Named-object pointing records
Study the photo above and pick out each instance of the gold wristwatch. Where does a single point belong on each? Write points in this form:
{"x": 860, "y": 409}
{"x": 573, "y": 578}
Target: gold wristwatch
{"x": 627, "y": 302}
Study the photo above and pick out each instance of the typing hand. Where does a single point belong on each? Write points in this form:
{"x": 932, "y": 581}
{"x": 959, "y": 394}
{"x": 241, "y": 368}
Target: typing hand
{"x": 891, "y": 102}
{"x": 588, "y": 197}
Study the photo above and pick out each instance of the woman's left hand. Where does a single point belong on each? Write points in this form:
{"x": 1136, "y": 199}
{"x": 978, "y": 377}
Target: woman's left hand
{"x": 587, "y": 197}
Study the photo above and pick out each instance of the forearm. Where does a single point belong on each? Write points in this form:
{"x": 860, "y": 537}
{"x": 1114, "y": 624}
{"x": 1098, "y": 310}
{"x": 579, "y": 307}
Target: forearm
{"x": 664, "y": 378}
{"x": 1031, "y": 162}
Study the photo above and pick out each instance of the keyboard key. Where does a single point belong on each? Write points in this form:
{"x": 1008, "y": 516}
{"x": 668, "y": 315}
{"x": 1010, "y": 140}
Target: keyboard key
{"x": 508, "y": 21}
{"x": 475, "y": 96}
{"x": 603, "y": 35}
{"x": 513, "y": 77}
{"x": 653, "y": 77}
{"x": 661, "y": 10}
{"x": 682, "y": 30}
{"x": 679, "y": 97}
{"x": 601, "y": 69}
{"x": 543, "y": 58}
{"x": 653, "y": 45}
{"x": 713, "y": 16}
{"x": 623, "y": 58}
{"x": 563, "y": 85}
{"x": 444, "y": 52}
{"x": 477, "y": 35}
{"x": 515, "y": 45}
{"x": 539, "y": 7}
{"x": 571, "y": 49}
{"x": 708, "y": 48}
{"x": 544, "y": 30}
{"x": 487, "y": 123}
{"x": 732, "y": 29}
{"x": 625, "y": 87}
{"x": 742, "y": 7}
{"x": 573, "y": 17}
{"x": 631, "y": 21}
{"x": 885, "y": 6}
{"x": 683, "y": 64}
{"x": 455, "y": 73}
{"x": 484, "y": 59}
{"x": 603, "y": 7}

■ **OBJECTIVE**:
Return each entry from the material above exactly as it appears.

■ **RESPONSE**:
Study the photo above and pick out each instance of the gold wristwatch. Where does a single point belong on each? Write points in this form:
{"x": 860, "y": 409}
{"x": 573, "y": 578}
Target: gold wristwatch
{"x": 627, "y": 302}
Study the photo above and pick out each instance of the typing hand. Where does a single point belong on each? Write points in this form:
{"x": 932, "y": 581}
{"x": 959, "y": 394}
{"x": 241, "y": 368}
Target: typing hand
{"x": 891, "y": 102}
{"x": 588, "y": 197}
Study the photo above and pick out each instance of the woman's left hand. Where does a single point belong on each? Write points in this form:
{"x": 1136, "y": 199}
{"x": 978, "y": 377}
Target: woman's left hand
{"x": 587, "y": 197}
Study the photo above and pick out each instance of the forearm. Where does a single point belong on each? Write points in this form:
{"x": 860, "y": 537}
{"x": 1114, "y": 624}
{"x": 1098, "y": 310}
{"x": 579, "y": 307}
Target: forearm
{"x": 664, "y": 378}
{"x": 1031, "y": 162}
Study the photo above and pick out each instance of the keyboard key. Where does a single point belong on each? Write points in this form:
{"x": 1008, "y": 516}
{"x": 668, "y": 315}
{"x": 1010, "y": 140}
Target: keyboard key
{"x": 508, "y": 21}
{"x": 475, "y": 96}
{"x": 603, "y": 35}
{"x": 513, "y": 77}
{"x": 653, "y": 77}
{"x": 661, "y": 10}
{"x": 682, "y": 30}
{"x": 679, "y": 97}
{"x": 601, "y": 69}
{"x": 543, "y": 58}
{"x": 653, "y": 45}
{"x": 713, "y": 16}
{"x": 623, "y": 58}
{"x": 563, "y": 85}
{"x": 444, "y": 52}
{"x": 477, "y": 35}
{"x": 515, "y": 45}
{"x": 539, "y": 7}
{"x": 571, "y": 49}
{"x": 708, "y": 48}
{"x": 544, "y": 30}
{"x": 487, "y": 123}
{"x": 732, "y": 29}
{"x": 625, "y": 87}
{"x": 742, "y": 7}
{"x": 573, "y": 17}
{"x": 631, "y": 21}
{"x": 885, "y": 6}
{"x": 683, "y": 64}
{"x": 455, "y": 73}
{"x": 484, "y": 59}
{"x": 603, "y": 7}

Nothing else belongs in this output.